**EXERCISE:** Without including the images, transcribe each record precisely as it appears below.

(Referring expression data)
*****

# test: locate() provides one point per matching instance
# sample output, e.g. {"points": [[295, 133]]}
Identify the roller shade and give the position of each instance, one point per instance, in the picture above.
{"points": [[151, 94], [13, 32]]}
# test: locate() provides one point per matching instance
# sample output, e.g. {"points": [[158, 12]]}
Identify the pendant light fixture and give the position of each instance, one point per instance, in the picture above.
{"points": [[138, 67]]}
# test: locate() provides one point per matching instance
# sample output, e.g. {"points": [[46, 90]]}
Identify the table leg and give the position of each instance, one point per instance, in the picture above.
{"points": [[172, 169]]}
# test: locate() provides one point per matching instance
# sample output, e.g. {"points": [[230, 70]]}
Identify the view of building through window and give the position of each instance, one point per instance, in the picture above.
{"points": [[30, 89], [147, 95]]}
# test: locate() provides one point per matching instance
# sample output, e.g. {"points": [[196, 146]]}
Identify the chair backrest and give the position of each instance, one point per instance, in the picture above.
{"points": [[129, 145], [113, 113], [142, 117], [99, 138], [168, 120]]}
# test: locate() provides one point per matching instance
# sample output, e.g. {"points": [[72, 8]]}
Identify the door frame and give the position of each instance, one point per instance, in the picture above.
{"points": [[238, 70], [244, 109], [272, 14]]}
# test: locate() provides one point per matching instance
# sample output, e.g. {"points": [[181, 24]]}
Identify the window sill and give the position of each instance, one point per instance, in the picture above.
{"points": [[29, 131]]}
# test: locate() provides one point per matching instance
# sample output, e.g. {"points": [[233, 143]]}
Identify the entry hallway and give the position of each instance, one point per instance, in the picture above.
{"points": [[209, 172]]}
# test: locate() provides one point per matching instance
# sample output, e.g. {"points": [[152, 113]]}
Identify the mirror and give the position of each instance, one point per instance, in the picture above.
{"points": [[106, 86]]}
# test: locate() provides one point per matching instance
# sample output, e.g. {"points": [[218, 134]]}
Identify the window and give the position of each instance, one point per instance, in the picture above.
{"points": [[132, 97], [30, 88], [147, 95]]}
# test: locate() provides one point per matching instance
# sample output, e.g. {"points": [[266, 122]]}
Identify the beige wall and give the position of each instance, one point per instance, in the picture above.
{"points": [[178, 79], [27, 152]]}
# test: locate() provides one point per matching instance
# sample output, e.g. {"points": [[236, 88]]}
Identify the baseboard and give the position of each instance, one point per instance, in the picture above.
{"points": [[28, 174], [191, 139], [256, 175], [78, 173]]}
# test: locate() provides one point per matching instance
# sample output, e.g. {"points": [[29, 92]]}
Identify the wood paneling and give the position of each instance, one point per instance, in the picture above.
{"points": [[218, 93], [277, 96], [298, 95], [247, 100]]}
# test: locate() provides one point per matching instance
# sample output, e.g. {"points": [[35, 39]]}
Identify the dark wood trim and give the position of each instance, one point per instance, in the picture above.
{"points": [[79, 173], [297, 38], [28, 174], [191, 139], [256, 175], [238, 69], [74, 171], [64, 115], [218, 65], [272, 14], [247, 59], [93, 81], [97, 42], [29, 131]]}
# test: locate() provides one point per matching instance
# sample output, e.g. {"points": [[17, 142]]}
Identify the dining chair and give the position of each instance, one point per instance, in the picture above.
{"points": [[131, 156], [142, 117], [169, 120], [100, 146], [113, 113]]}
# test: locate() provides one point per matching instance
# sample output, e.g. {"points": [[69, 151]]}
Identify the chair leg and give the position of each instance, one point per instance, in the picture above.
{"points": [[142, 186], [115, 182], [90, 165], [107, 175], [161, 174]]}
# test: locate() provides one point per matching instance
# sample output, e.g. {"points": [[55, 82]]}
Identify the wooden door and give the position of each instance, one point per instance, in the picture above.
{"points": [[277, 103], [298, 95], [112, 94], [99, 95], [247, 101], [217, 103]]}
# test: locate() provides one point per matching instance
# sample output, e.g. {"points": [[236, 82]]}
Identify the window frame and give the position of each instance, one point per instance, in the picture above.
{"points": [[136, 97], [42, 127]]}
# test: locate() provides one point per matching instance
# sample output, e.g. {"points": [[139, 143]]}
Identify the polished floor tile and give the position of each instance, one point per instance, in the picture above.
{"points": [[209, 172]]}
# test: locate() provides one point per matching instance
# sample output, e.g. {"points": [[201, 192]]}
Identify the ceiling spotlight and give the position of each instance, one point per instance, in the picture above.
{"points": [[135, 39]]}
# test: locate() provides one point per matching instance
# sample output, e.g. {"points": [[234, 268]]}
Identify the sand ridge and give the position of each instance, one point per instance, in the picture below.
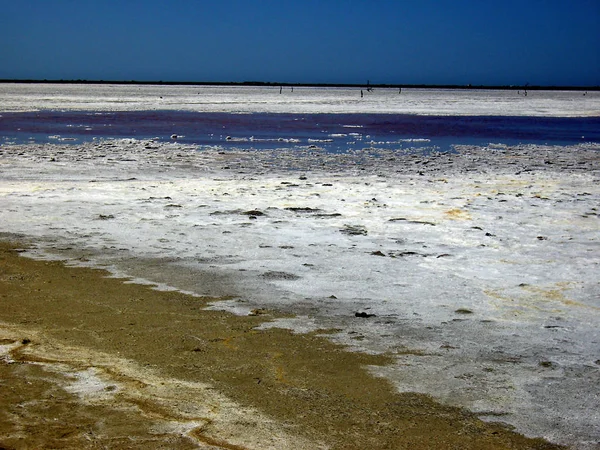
{"points": [[91, 361]]}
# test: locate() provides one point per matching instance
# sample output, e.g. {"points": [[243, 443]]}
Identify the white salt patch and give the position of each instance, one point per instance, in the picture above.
{"points": [[88, 383], [483, 283]]}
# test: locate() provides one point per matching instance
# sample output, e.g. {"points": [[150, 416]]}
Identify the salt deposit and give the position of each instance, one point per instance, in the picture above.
{"points": [[477, 270]]}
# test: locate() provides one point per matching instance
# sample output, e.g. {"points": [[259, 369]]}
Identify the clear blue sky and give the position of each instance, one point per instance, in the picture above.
{"points": [[540, 42]]}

*****

**TASK SOLUTION:**
# test: locate() provides one point per matching instance
# sample output, e.g. {"points": [[295, 133]]}
Identify the roller shade and give the position of each instance, one point per instance, in the picture above.
{"points": [[151, 94], [13, 32]]}
# test: locate() provides one point per matching instance
# sample output, e.g. {"points": [[158, 12]]}
Identify the pendant light fixture and give the position of each instance, one point per instance, in the picture above.
{"points": [[138, 67]]}
# test: locate() provides one point per matching instance
# sample output, e.g. {"points": [[46, 90]]}
Identify the table leg and give the position of each instance, one point per instance, in the picture above.
{"points": [[172, 169]]}
# test: locate() provides one point per matching instance
# sample output, e.g. {"points": [[230, 70]]}
Identify the view of building through window and give the position of each instance, one point per instance, in the picture above.
{"points": [[30, 89], [147, 95]]}
# test: locate() provides one point per matching instance
# sample output, e.g. {"points": [[196, 146]]}
Identify the chair backrest and give the position of each instance, one point per instance, in the picture above.
{"points": [[129, 145], [113, 113], [142, 117], [99, 138], [168, 120]]}
# test: locate() provides one point per matching instance
# sample output, e.g. {"points": [[72, 8]]}
Identify the door frame and give the position of each instance, one point per instance, in the picture above.
{"points": [[238, 70], [244, 109], [272, 14]]}
# test: locate() provides one point per matching instance
# sample output, e.g. {"points": [[181, 24]]}
Identify the window sill and give the position of each instance, one point per instance, in the picture above.
{"points": [[29, 131]]}
# test: locate() provides one point per matching instance
# sample output, e.g. {"points": [[233, 143]]}
Identify the entry hallway and give the position of each instance, one point per instance, in the picture above.
{"points": [[209, 172]]}
# test: locate() provides one point per matching instance
# sample output, e.g. {"points": [[152, 113]]}
Identify the mirror and give the position of each instance, one point per instance, in the picture above.
{"points": [[106, 86]]}
# test: locate() provides one point per matching instance
# sample output, e.g. {"points": [[218, 134]]}
Identify the window and give the position of each instance, one point per instance, in the picture above.
{"points": [[132, 97], [30, 88], [147, 95]]}
# test: locate() provides one point per matching instance
# sample output, e.g. {"points": [[266, 122]]}
Identify the beige wall and give the position of each instance, one point per instance, in the picture above.
{"points": [[178, 79], [27, 152]]}
# test: locate() provides one point per matching instance
# sample output, e.g. {"points": [[236, 88]]}
Identify the baseboard and give the position of each instance, one point per instance, in the picture above.
{"points": [[28, 174], [191, 139], [256, 175], [78, 173]]}
# test: locate() provides one point per matching instance
# sample output, e.g. {"points": [[29, 92]]}
Identify the wood paneling and give the position of each instance, one point per instance, in the picture above.
{"points": [[218, 93], [277, 96], [298, 95], [247, 100]]}
# test: locate() provides one point per matching instance
# sample output, e.g. {"points": [[35, 39]]}
Identify the dark wood trim and give the position of each instance, one point per instance, in the picture above.
{"points": [[79, 173], [297, 38], [28, 174], [191, 139], [256, 175], [238, 69], [74, 171], [64, 115], [218, 65], [272, 14], [247, 59], [93, 81], [97, 42], [29, 131]]}
# test: locate() provides one point per matching instance
# sample output, e.g. {"points": [[17, 142]]}
Identify the dining chair and give the position of each instance, one point per instance, in the picture above.
{"points": [[131, 156], [142, 117], [169, 120], [100, 146], [113, 113]]}
# test: locate() provides one point per matching instance
# sample output, e.g. {"points": [[69, 151]]}
Identify the chair leg and give the position of each instance, one point per instance, in the picture above.
{"points": [[142, 186], [115, 182], [90, 165], [107, 175], [161, 174]]}
# test: locate() provides one point per matching instance
# sample output, e.g. {"points": [[55, 82]]}
Identify the wooden door and give the position of each instance, one point per instance, in the picture above.
{"points": [[277, 103], [298, 95], [112, 94], [99, 95], [247, 101], [217, 103]]}
# test: locate() provides one point per matching instance
# sample output, e.g. {"points": [[236, 82]]}
Identify the window frame and give the position of each instance, one point per instance, in the picture above.
{"points": [[136, 97], [42, 127]]}
# test: locate() provides one point per matching instance
# sample output, e.g. {"points": [[139, 143]]}
Identify the polished floor tile and give the position of each instance, one point per instance, in the picture above.
{"points": [[209, 172]]}
# test: locate() provides one point per matching instance
# sample output, e.g. {"points": [[201, 192]]}
Identify the ceiling spotlight and give the position of each instance, one point per instance, in the picture above.
{"points": [[135, 39]]}
# test: locate() provides one point per matching instance
# sample output, e.g. {"points": [[234, 268]]}
Identify the sand ridge and give the position of each instance, one point per instance, in the picture below.
{"points": [[91, 361]]}
# test: locate() provides one point per matching instance
# sample output, e.g. {"points": [[243, 443]]}
Identify the white salt patch and give the position of each instance, one point per instance, in the picture above.
{"points": [[88, 383], [483, 283]]}
# test: locate() provides one point per matching instance
# sample output, e.g. {"points": [[150, 416]]}
Identify the salt deposit and give the position of each instance, one point per instance, in the picture above.
{"points": [[477, 270]]}
# test: locate() provides one point per matching instance
# sample output, e.g. {"points": [[259, 369]]}
Identify the clear blue sky and give the position of each instance, one point per instance, in the picture above.
{"points": [[540, 42]]}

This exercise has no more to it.